TASK INSTRUCTIONS: Could you output the records below as a two-column CSV with the headers "text" and "answer", one row per record, each field quoted and with line breaks replaced by spaces?

----- GIVEN RECORDS

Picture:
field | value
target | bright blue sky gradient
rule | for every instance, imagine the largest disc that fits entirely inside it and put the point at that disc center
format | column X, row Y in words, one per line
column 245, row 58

----------

CORRECT RESPONSE:
text,answer
"Picture: field | value target | bright blue sky gradient rule | for every instance, imagine the largest disc that fits entirely inside it and put the point at that disc center format | column X, row Y in words, one per line","column 245, row 58"